For UH chemical engineer Navin Varadarajan, it isn’t enough to conduct laboratory research, publish papers, earn grants and win awards for his work in immunotherapy, which utilizes the body’s own immune cells to attack tumors. Varadarajan says he yearns for something more – a connection to the people who he hopes will eventually benefit from his work in the Single Cell Laboratory at the UH Cullen College of Engineering.
“When you’re working with cells, it’s just like any experiment, but when you can connect the cells you’re studying to a patient, it changes everything,” said Varadarajan, who had a life-changing experience while conducting HIV research with collaborators at MIT in 2009.
“While I was collaboration with clinicians in Boston we were able to connect the patients whose cells we were studying in the lab with the experiments. It really had that, “Wow!” effect on me.” Since then Varadarajan said he couldn’t disassociate the cells he studies in the lab from the people they came from. “It’s made me a better researcher, a better engineer.”
Perhaps that’s what caught the attention of the Department of Defense Peer Reviewed Cancer Research Program, who awarded Varadarajan a Career Development Award for his pioneering work in immunotherapy for treatment of melanoma.

Questions on the material:
A - Answer these from the Varadarajan profile:
(i) At which institution were the collaborators Varadarajan worked with on HIV research in 2009?
(ii) What is the name of the lab where Varadarajan works?
(iii) What award did the Department of Defense Peer Reviewed Cancer Research Program give him?
B - Decide whether each statement agrees with the Varadarajan profile, and quote the words that settle it:
(i) The immunotherapy Varadarajan works on uses the body's own immune cells to attack tumors.
(ii) His Career Development Award was for immunotherapy work on treating leukemia.
(iii) Varadarajan says linking cells to patients has made him a better researcher.
C - Continue the Varadarajan profile from where it stops.
The rows have no part in any of this.

[Free-text object descriptions]
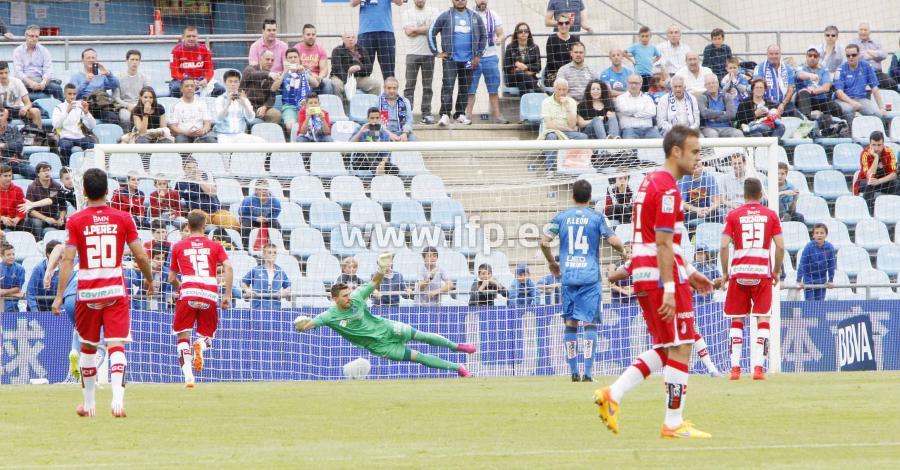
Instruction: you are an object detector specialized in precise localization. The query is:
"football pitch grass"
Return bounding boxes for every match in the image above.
[0,372,900,468]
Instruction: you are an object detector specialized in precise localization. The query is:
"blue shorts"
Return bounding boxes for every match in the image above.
[469,56,500,95]
[562,282,602,325]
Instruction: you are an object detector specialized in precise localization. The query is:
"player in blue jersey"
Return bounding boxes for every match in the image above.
[541,180,625,382]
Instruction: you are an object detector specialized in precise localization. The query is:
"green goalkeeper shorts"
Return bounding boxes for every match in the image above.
[367,320,416,361]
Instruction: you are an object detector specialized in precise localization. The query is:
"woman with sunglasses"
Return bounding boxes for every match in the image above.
[503,22,541,95]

Outputs by task:
A -
(i) MIT
(ii) The Single Cell Laboratory at the UH Cullen College of Engineering
(iii) A Career Development Award

B -
(i) Yes: "which utilizes the body’s own immune cells to attack tumors"
(ii) No: "for his pioneering work in immunotherapy for treatment of melanoma"
(iii) Yes: "It’s made me a better researcher, a better engineer."

C -
The award supports researchers who are still early in their careers and pairs them with cancer researchers with advanced experience in the field.
A powerful pair
Varadarajan chose MD Anderson Cancer Center’s Patrick Hwu, a prominent tumor immunologist who researches adoptive T cell therapies, as his research mentor. It’s a powerful pairing by any measure: Varadarajan brings to the table a novel research platform that will allow the duo to study interactions between single T cells and cancer cells, while Hwu brings decades of expertise on CAR T cell therapy, a method of engineering T cells to seek and kill cancer cells.
Varadarajan and Harjeet Singh of MD Anderson Cancer Center propose to study single cell interactions between tumor cells and T cells, the body’s cancer-killing immune cells, to monitor metabolic changes in the cells over time. Varadarajan will receive up to $360,000 over three years to complete the research.
For Varadarajan, the opportunity to work with one of the world’s most renowned cancer immunologists is a reward in of itself. So when Hwu suggested that he shadow him in the clinic when he sees patients, Varadarajan could hardly contain his excitement.
“Oh, my gosh. It’s a really big deal!” he said, adding that the opportunity will allow him to scratch a longtime itch. “As a researcher I don’t get to interact with patients otherwise ever. I’ve always had an inclination to understand the clinical aspects of immunotherapy. It adds a human element to it.”
The final battle
Immunotherapy is currently effective in only 20 percent of cancer patients. Researchers know that not all immune cells are created equal – some T cells are much better at killing off cancer cells than others.
Much like people, cells need nutrients to survive. The environment inside of a tumor cell is not nutrient-rich, so T cells must fight for available resources in addition to battling the cancer cells. Oftentimes the immune cells die from lack of nutrients before the battle with the cancer cells even begins.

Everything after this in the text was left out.